# Dati forniti
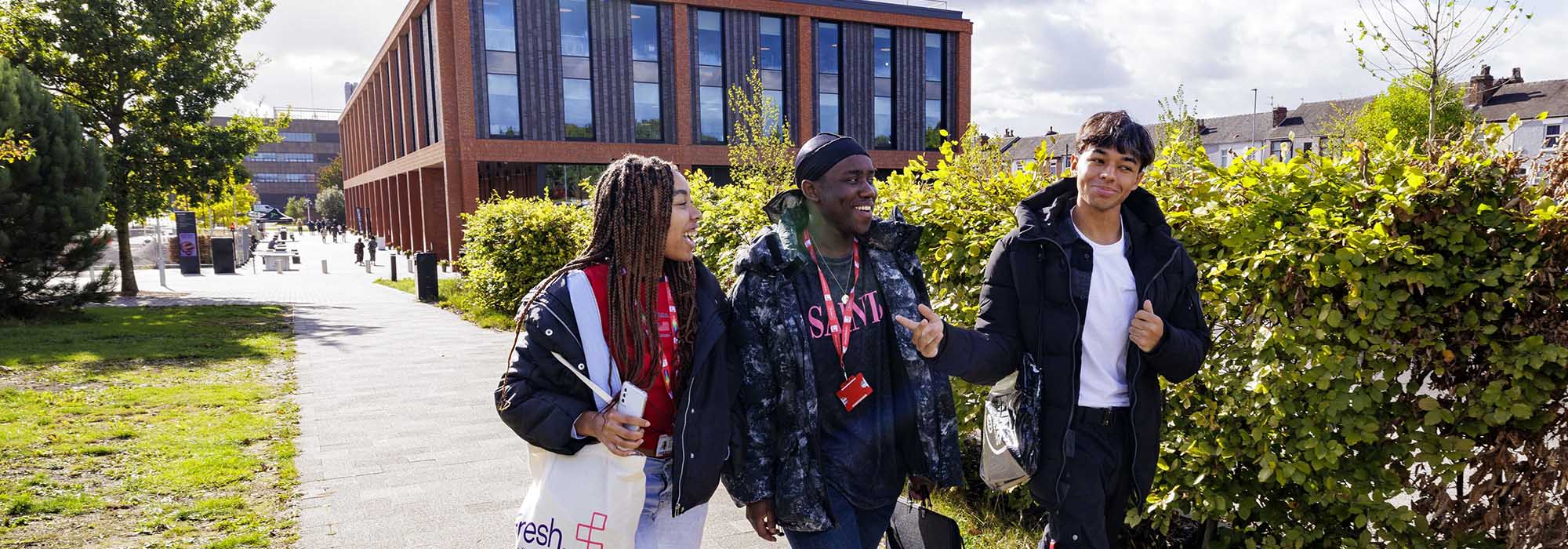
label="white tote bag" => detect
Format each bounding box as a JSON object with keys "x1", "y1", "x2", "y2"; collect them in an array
[{"x1": 516, "y1": 271, "x2": 648, "y2": 549}]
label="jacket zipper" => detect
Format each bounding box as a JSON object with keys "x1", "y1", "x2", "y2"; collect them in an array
[
  {"x1": 1127, "y1": 246, "x2": 1181, "y2": 497},
  {"x1": 670, "y1": 367, "x2": 696, "y2": 516},
  {"x1": 1035, "y1": 238, "x2": 1083, "y2": 507}
]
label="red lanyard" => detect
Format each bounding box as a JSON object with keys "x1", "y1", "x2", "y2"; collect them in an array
[
  {"x1": 801, "y1": 231, "x2": 861, "y2": 380},
  {"x1": 659, "y1": 279, "x2": 681, "y2": 400}
]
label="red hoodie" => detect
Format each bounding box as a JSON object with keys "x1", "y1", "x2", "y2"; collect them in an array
[{"x1": 583, "y1": 264, "x2": 671, "y2": 452}]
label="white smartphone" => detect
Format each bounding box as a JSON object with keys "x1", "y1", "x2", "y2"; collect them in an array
[{"x1": 615, "y1": 383, "x2": 648, "y2": 417}]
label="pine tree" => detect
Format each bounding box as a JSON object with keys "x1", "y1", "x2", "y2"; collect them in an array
[{"x1": 0, "y1": 58, "x2": 114, "y2": 318}]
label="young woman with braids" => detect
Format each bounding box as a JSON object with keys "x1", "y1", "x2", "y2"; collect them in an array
[{"x1": 495, "y1": 155, "x2": 740, "y2": 547}]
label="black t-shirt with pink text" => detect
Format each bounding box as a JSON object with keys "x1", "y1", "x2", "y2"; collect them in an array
[{"x1": 795, "y1": 254, "x2": 905, "y2": 508}]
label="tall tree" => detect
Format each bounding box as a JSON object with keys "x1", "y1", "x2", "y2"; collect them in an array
[
  {"x1": 0, "y1": 0, "x2": 276, "y2": 295},
  {"x1": 315, "y1": 155, "x2": 343, "y2": 191},
  {"x1": 0, "y1": 58, "x2": 114, "y2": 318},
  {"x1": 728, "y1": 63, "x2": 795, "y2": 188},
  {"x1": 315, "y1": 188, "x2": 345, "y2": 223},
  {"x1": 1347, "y1": 74, "x2": 1475, "y2": 143},
  {"x1": 1350, "y1": 0, "x2": 1534, "y2": 144},
  {"x1": 284, "y1": 196, "x2": 309, "y2": 223}
]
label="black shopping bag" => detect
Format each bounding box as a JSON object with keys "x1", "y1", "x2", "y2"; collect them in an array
[{"x1": 887, "y1": 497, "x2": 964, "y2": 549}]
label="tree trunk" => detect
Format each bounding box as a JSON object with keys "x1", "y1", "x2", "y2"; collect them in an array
[{"x1": 113, "y1": 204, "x2": 136, "y2": 296}]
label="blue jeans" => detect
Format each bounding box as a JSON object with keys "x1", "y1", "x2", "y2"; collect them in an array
[
  {"x1": 637, "y1": 458, "x2": 707, "y2": 549},
  {"x1": 784, "y1": 485, "x2": 894, "y2": 549}
]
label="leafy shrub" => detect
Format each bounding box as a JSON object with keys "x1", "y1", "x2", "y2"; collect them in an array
[
  {"x1": 685, "y1": 171, "x2": 784, "y2": 289},
  {"x1": 1145, "y1": 121, "x2": 1568, "y2": 547},
  {"x1": 458, "y1": 196, "x2": 591, "y2": 314}
]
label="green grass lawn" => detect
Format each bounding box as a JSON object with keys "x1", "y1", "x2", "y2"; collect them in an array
[
  {"x1": 0, "y1": 306, "x2": 298, "y2": 547},
  {"x1": 376, "y1": 278, "x2": 516, "y2": 329}
]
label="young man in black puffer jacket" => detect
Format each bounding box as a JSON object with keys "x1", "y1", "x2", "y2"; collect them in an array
[{"x1": 911, "y1": 111, "x2": 1209, "y2": 549}]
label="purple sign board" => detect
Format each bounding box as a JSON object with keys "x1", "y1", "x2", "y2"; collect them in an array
[{"x1": 174, "y1": 212, "x2": 201, "y2": 274}]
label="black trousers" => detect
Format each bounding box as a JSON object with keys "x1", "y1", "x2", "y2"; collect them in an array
[{"x1": 1040, "y1": 406, "x2": 1132, "y2": 549}]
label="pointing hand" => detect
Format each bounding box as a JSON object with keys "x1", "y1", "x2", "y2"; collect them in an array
[{"x1": 892, "y1": 304, "x2": 946, "y2": 358}]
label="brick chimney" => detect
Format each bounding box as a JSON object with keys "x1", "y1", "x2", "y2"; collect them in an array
[{"x1": 1465, "y1": 64, "x2": 1499, "y2": 108}]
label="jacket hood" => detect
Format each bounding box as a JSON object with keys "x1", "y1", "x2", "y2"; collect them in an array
[
  {"x1": 735, "y1": 188, "x2": 924, "y2": 273},
  {"x1": 1013, "y1": 177, "x2": 1174, "y2": 245}
]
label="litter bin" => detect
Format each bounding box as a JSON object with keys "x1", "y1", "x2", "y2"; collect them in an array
[
  {"x1": 414, "y1": 251, "x2": 441, "y2": 303},
  {"x1": 209, "y1": 238, "x2": 234, "y2": 274}
]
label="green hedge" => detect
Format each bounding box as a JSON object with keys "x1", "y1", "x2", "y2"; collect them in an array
[
  {"x1": 458, "y1": 198, "x2": 593, "y2": 314},
  {"x1": 1146, "y1": 125, "x2": 1568, "y2": 547}
]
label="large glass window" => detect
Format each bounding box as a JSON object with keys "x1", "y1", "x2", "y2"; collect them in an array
[
  {"x1": 817, "y1": 22, "x2": 840, "y2": 133},
  {"x1": 419, "y1": 5, "x2": 441, "y2": 143},
  {"x1": 872, "y1": 27, "x2": 892, "y2": 149},
  {"x1": 485, "y1": 0, "x2": 517, "y2": 52},
  {"x1": 561, "y1": 0, "x2": 593, "y2": 140},
  {"x1": 561, "y1": 78, "x2": 593, "y2": 140},
  {"x1": 561, "y1": 0, "x2": 593, "y2": 56},
  {"x1": 696, "y1": 9, "x2": 724, "y2": 143},
  {"x1": 632, "y1": 3, "x2": 665, "y2": 141},
  {"x1": 486, "y1": 74, "x2": 522, "y2": 136},
  {"x1": 924, "y1": 33, "x2": 947, "y2": 149},
  {"x1": 757, "y1": 17, "x2": 784, "y2": 130},
  {"x1": 480, "y1": 0, "x2": 522, "y2": 138}
]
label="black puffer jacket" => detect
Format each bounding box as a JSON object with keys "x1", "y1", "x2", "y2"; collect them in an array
[
  {"x1": 935, "y1": 179, "x2": 1209, "y2": 510},
  {"x1": 495, "y1": 264, "x2": 740, "y2": 514}
]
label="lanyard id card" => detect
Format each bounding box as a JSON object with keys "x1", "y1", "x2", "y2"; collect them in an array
[{"x1": 837, "y1": 373, "x2": 872, "y2": 411}]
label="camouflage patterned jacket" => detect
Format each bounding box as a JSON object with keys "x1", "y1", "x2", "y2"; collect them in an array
[{"x1": 724, "y1": 190, "x2": 963, "y2": 532}]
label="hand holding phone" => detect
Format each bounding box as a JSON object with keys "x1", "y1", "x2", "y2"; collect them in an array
[{"x1": 615, "y1": 383, "x2": 648, "y2": 428}]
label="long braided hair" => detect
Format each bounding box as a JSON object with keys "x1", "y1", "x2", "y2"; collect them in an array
[{"x1": 522, "y1": 154, "x2": 698, "y2": 391}]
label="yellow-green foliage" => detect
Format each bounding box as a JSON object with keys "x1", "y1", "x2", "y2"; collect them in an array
[
  {"x1": 1145, "y1": 119, "x2": 1568, "y2": 547},
  {"x1": 685, "y1": 171, "x2": 781, "y2": 289},
  {"x1": 458, "y1": 196, "x2": 591, "y2": 314}
]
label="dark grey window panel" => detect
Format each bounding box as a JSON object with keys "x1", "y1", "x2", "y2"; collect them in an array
[
  {"x1": 920, "y1": 80, "x2": 946, "y2": 99},
  {"x1": 892, "y1": 27, "x2": 925, "y2": 151},
  {"x1": 659, "y1": 5, "x2": 679, "y2": 143},
  {"x1": 588, "y1": 0, "x2": 637, "y2": 143},
  {"x1": 760, "y1": 71, "x2": 784, "y2": 92},
  {"x1": 561, "y1": 56, "x2": 593, "y2": 78},
  {"x1": 817, "y1": 74, "x2": 839, "y2": 94},
  {"x1": 823, "y1": 24, "x2": 877, "y2": 146},
  {"x1": 724, "y1": 9, "x2": 762, "y2": 141},
  {"x1": 485, "y1": 52, "x2": 517, "y2": 74},
  {"x1": 632, "y1": 61, "x2": 659, "y2": 83},
  {"x1": 696, "y1": 66, "x2": 724, "y2": 86}
]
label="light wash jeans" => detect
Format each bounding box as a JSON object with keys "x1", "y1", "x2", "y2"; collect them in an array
[{"x1": 637, "y1": 458, "x2": 707, "y2": 549}]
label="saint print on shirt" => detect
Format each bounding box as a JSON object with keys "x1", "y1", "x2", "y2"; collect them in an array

# Consegna
Individua nelle voci qui sopra tutte le righe che contengono la parola "young" e ricopiale.

# Risposta
label="young woman with braids" => detect
label="young man in black puffer jacket" => detect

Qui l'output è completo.